[Task brief]
Format every line of the items below as a JSON array of strings, one string per line, with blank lines omitted.
------------------------------------------------------------
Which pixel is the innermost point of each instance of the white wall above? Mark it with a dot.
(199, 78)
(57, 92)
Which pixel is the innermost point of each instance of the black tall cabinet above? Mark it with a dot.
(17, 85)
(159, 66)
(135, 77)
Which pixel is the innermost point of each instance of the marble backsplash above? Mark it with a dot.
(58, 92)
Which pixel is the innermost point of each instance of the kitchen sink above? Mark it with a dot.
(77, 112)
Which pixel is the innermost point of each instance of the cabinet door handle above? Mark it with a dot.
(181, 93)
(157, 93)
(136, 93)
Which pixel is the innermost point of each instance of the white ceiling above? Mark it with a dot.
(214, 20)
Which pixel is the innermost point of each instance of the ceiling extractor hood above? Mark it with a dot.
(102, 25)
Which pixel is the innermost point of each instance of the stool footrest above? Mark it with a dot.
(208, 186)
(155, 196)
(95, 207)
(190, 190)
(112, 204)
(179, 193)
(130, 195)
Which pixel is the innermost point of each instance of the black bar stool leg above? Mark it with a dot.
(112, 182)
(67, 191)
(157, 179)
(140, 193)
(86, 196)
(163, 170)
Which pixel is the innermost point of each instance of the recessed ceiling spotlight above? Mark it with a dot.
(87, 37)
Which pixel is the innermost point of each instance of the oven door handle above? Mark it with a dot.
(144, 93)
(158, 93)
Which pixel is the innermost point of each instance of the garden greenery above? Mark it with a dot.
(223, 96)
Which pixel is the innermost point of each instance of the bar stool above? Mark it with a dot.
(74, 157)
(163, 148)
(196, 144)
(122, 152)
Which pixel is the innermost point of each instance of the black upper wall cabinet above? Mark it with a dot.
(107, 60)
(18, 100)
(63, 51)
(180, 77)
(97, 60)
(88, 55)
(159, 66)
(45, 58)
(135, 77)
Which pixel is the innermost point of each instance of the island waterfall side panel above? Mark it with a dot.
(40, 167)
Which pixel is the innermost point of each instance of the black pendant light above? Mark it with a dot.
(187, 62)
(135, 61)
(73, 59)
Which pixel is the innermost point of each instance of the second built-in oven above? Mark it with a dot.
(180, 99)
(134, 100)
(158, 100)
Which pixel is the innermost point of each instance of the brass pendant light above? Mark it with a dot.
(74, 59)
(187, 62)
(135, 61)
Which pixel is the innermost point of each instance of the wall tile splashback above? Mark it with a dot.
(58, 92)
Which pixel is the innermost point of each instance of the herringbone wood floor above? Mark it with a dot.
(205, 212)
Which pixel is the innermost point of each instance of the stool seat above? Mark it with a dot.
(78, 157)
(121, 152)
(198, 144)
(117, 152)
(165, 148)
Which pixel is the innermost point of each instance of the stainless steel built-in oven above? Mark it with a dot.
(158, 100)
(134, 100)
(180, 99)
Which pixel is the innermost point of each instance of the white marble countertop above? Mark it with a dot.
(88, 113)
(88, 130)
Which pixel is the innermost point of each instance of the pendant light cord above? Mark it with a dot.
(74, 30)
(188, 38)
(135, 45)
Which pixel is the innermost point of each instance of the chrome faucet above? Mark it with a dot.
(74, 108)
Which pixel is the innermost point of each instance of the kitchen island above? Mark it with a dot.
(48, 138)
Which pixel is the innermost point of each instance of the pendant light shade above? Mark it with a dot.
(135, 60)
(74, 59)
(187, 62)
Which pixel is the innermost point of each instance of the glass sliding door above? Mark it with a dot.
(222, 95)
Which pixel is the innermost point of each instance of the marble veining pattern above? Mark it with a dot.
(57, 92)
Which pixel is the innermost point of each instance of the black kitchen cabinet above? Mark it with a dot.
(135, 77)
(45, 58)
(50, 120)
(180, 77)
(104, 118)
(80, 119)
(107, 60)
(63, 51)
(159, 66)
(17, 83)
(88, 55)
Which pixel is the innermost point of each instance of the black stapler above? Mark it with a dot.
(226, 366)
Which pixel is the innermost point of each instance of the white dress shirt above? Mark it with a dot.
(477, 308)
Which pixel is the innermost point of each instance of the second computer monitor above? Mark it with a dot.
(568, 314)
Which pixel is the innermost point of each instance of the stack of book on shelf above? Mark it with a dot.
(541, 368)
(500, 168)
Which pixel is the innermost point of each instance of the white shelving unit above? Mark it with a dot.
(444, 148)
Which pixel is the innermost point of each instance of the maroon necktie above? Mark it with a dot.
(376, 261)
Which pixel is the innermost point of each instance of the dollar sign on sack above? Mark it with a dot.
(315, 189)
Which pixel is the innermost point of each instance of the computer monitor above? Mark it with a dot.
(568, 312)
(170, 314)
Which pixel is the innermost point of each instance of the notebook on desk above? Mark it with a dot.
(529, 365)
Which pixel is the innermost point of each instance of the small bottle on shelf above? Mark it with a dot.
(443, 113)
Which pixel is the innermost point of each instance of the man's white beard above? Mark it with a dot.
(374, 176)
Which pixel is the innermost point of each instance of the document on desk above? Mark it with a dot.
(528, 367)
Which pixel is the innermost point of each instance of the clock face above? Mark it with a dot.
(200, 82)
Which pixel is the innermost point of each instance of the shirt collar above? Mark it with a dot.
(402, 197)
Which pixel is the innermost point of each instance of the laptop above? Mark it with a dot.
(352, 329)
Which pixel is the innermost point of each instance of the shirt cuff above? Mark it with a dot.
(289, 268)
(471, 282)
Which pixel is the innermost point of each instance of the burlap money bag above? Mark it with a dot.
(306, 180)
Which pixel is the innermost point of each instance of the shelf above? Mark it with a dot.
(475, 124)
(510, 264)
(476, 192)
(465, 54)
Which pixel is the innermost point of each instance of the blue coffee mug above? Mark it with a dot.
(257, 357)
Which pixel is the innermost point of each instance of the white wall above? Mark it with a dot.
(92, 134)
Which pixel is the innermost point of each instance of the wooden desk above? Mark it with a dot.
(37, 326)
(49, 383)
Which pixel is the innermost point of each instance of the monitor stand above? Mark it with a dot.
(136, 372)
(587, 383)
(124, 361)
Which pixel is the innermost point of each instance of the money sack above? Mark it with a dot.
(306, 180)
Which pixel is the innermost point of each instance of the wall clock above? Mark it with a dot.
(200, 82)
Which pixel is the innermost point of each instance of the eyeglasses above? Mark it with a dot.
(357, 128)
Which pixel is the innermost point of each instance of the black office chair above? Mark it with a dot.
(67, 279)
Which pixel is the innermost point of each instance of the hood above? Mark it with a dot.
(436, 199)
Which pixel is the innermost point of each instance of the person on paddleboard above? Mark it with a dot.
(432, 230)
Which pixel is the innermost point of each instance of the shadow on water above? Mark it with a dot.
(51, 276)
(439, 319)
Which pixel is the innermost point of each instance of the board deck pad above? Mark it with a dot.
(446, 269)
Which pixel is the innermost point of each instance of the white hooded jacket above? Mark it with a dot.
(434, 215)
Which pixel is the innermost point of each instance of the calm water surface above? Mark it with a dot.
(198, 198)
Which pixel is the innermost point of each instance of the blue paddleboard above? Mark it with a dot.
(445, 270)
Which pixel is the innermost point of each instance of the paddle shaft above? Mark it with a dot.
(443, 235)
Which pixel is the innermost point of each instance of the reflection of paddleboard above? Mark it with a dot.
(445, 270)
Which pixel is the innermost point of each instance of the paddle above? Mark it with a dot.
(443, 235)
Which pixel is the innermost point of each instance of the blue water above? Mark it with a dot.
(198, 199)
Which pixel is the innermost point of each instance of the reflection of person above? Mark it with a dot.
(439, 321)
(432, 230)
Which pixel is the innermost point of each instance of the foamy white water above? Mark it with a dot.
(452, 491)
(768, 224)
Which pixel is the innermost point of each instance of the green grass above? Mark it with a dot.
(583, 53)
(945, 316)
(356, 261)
------------------------------------------------------------
[Exercise output]
[
  "Which pixel is the innermost point of each instance of the white wall above? Mark it with a dot.",
  "(199, 78)",
  "(57, 92)",
  "Which pixel is the innermost point of each instance of the black tall cabinet above? Mark it with a dot.",
  "(17, 85)",
  "(159, 66)",
  "(135, 77)",
  "Which pixel is the innermost point of each instance of the marble backsplash above? Mark it with a dot.",
  "(58, 92)",
  "Which pixel is the innermost point of each instance of the kitchen sink above? Mark it with a dot.",
  "(77, 112)",
  "Which pixel is the innermost point of each instance of the cabinet door handle above? Mark it with a dot.",
  "(181, 93)",
  "(157, 93)",
  "(136, 93)",
  "Which pixel is the innermost point of each instance of the white ceiling above? Mark it with a dot.",
  "(214, 20)",
  "Which pixel is the innermost point of each instance of the ceiling extractor hood above? Mark it with a dot.",
  "(102, 25)",
  "Which pixel is the innermost point of each instance of the stool footrest above? Mark it with a dot.",
  "(208, 186)",
  "(155, 196)",
  "(95, 207)",
  "(190, 190)",
  "(112, 204)",
  "(179, 193)",
  "(130, 195)",
  "Which pixel is the innermost point of each instance of the black bar stool leg above? Mark it with a dot.",
  "(112, 182)",
  "(67, 191)",
  "(157, 179)",
  "(140, 193)",
  "(86, 196)",
  "(163, 170)",
  "Which pixel is the innermost point of each instance of the recessed ceiling spotlight above? Mark it with a dot.",
  "(87, 37)",
  "Which pixel is the innermost point of each instance of the oven door handle above? Mark it with a dot.",
  "(144, 93)",
  "(158, 93)",
  "Which pixel is the innermost point of each instance of the garden greenery above? Mark it with a dot.",
  "(223, 96)",
  "Which pixel is the innermost point of each instance of the bar stool above? Mark it with a dot.",
  "(74, 157)",
  "(163, 148)",
  "(196, 144)",
  "(122, 152)",
  "Which pixel is the innermost point of each instance of the black upper wall cabinet above? Mark it with a dot.",
  "(107, 60)",
  "(18, 100)",
  "(63, 51)",
  "(180, 77)",
  "(97, 60)",
  "(88, 55)",
  "(159, 66)",
  "(45, 58)",
  "(135, 77)",
  "Which pixel is the innermost point of each instance of the island waterfall side panel above? Mark it with a dot.",
  "(40, 167)",
  "Which pixel is the innermost point of each instance of the black pendant light above? Mark it with a dot.",
  "(187, 62)",
  "(135, 61)",
  "(73, 59)",
  "Which pixel is the innermost point of each instance of the second built-in oven above? Mark it with a dot.",
  "(180, 99)",
  "(134, 100)",
  "(158, 100)",
  "Which pixel is the innermost point of each instance of the brass pendant light above? Mark it with a dot.",
  "(74, 59)",
  "(187, 62)",
  "(135, 61)",
  "Which pixel is the innermost point of each instance of the wall tile splashback above? Mark it with a dot.",
  "(58, 92)",
  "Which pixel is the innermost point of each instance of the herringbone wood floor above? Mark it with a dot.",
  "(205, 212)",
  "Which pixel is the innermost point of each instance of the stool seat above? Mark it with a dot.",
  "(78, 157)",
  "(121, 152)",
  "(198, 144)",
  "(117, 152)",
  "(165, 148)",
  "Which pixel is the innermost point of each instance of the stainless steel built-in oven above? Mark it with a dot.",
  "(158, 100)",
  "(134, 100)",
  "(180, 99)",
  "Which pixel is the innermost point of each instance of the white marble countertop above? Mark it with a dot.",
  "(88, 113)",
  "(88, 130)",
  "Which pixel is the innermost point of each instance of the pendant light cord above? Mark it with a dot.",
  "(74, 30)",
  "(188, 38)",
  "(135, 45)",
  "Which pixel is the innermost point of each instance of the chrome faucet above? Mark it with a dot.",
  "(74, 108)",
  "Which pixel is the innermost point of each instance of the kitchen island above? Mark it with a dot.",
  "(48, 138)",
  "Which pixel is the innermost point of each instance of the pendant light shade above? Mark it with a dot.",
  "(135, 60)",
  "(74, 59)",
  "(187, 62)",
  "Which pixel is the innermost point of each instance of the glass sliding door above? Mark it with a dot.",
  "(222, 95)",
  "Which pixel is the innermost point of each instance of the marble veining pattern above? Mark it with a dot.",
  "(57, 92)",
  "Which pixel is the innermost point of each instance of the black kitchen cabinet above? Mark it with a dot.",
  "(135, 77)",
  "(45, 58)",
  "(50, 120)",
  "(180, 77)",
  "(104, 118)",
  "(80, 119)",
  "(107, 60)",
  "(63, 51)",
  "(159, 66)",
  "(17, 83)",
  "(88, 55)",
  "Which pixel is the innermost point of each instance of the black stapler above? Mark it with a dot.",
  "(226, 366)",
  "Which pixel is the innermost point of each instance of the white dress shirt above? Mark it with a dot.",
  "(477, 308)",
  "Which pixel is the innermost point of each instance of the second computer monitor above? Mark it with a dot.",
  "(568, 314)",
  "Which pixel is the innermost point of each instance of the stack of book on shelf above? Mark it with a dot.",
  "(541, 368)",
  "(500, 168)",
  "Which pixel is the innermost point of each instance of the white shelving unit above? Mark it with a dot.",
  "(444, 148)",
  "Which pixel is the innermost point of each instance of the maroon necktie above? Mark it with a dot.",
  "(376, 261)",
  "Which pixel is the innermost point of each instance of the dollar sign on sack above? Mark it with a dot.",
  "(315, 189)",
  "Which pixel is the innermost point of each instance of the computer monitor above? Mark it with a dot.",
  "(568, 312)",
  "(170, 314)",
  "Which pixel is the innermost point of each instance of the notebook on desk above? Mark it with a dot.",
  "(529, 365)",
  "Which pixel is the innermost point of each instance of the small bottle on shelf above? Mark it with a dot.",
  "(443, 113)",
  "Which pixel is the innermost point of each instance of the man's white beard above? Mark it with a dot.",
  "(374, 176)",
  "Which pixel is the innermost point of each instance of the document on desk above? Mark it with a dot.",
  "(528, 367)",
  "Which pixel is the innermost point of each instance of the clock face above? Mark it with a dot.",
  "(200, 82)",
  "Which pixel is the innermost point of each instance of the shirt collar above? Mark it with a dot.",
  "(402, 197)",
  "Which pixel is the innermost point of each instance of the laptop above? Mark it with a dot.",
  "(352, 329)",
  "Which pixel is the innermost point of each instance of the shirt cuff above? Mark it with a dot.",
  "(289, 268)",
  "(471, 282)",
  "Which pixel is the innermost point of each instance of the burlap money bag above? Mark it with a dot.",
  "(306, 180)",
  "Which pixel is the innermost point of each instance of the shelf above? Mark it with a dot.",
  "(475, 124)",
  "(510, 264)",
  "(476, 192)",
  "(465, 54)",
  "Which pixel is the innermost point of each instance of the blue coffee mug above? Mark it with a dot.",
  "(257, 357)",
  "Which pixel is the innermost point of each instance of the white wall above? Mark it with a dot.",
  "(92, 134)",
  "Which pixel is the innermost point of each instance of the wooden desk above? Mark it with a dot.",
  "(37, 326)",
  "(49, 383)",
  "Which pixel is the innermost point of each instance of the monitor stand above? Mark it with a dot.",
  "(136, 372)",
  "(587, 383)",
  "(124, 361)",
  "Which pixel is the innermost point of each instance of the money sack above? Mark it with a dot.",
  "(306, 180)",
  "Which pixel is the innermost point of each instance of the wall clock above? Mark it with a dot.",
  "(200, 82)",
  "Which pixel is the innermost point of each instance of the eyeglasses above? Mark it with a dot.",
  "(357, 128)",
  "Which pixel is the innermost point of each instance of the black office chair above? Mark it with a dot.",
  "(67, 279)",
  "Which pixel is the innermost point of each instance of the hood above? Mark it with a dot.",
  "(436, 199)",
  "Which pixel is the innermost point of each instance of the person on paddleboard above? Mark it with a dot.",
  "(432, 230)",
  "Which pixel is the innermost point of each instance of the shadow on water above? Mark it with a dot.",
  "(51, 276)",
  "(439, 319)",
  "Which pixel is the innermost point of each instance of the board deck pad above? Mark it with a dot.",
  "(446, 269)",
  "Which pixel is the innermost point of each instance of the white hooded jacket above? Mark it with a dot.",
  "(434, 215)",
  "Which pixel is the innermost point of each instance of the calm water surface above? Mark it with a dot.",
  "(198, 198)",
  "Which pixel is the innermost point of each instance of the blue paddleboard above? Mark it with a dot.",
  "(445, 270)",
  "Which pixel is the innermost point of each instance of the paddle shaft above? Mark it with a dot.",
  "(443, 235)",
  "Which pixel is the innermost point of each instance of the reflection of paddleboard above? Mark it with a dot.",
  "(445, 270)",
  "Which pixel is the innermost point of each instance of the paddle above? Mark it with a dot.",
  "(443, 235)",
  "Which pixel is the innermost point of each instance of the blue water above? Mark it with a dot.",
  "(198, 199)",
  "Which pixel is the innermost point of each instance of the reflection of person above? Mark it with a dot.",
  "(439, 321)",
  "(432, 230)",
  "Which pixel is the innermost point of each instance of the foamy white water above? Mark it with a dot.",
  "(452, 491)",
  "(768, 224)",
  "Which pixel is the innermost point of each instance of the green grass above? Mark it with a dot.",
  "(583, 53)",
  "(945, 316)",
  "(356, 261)"
]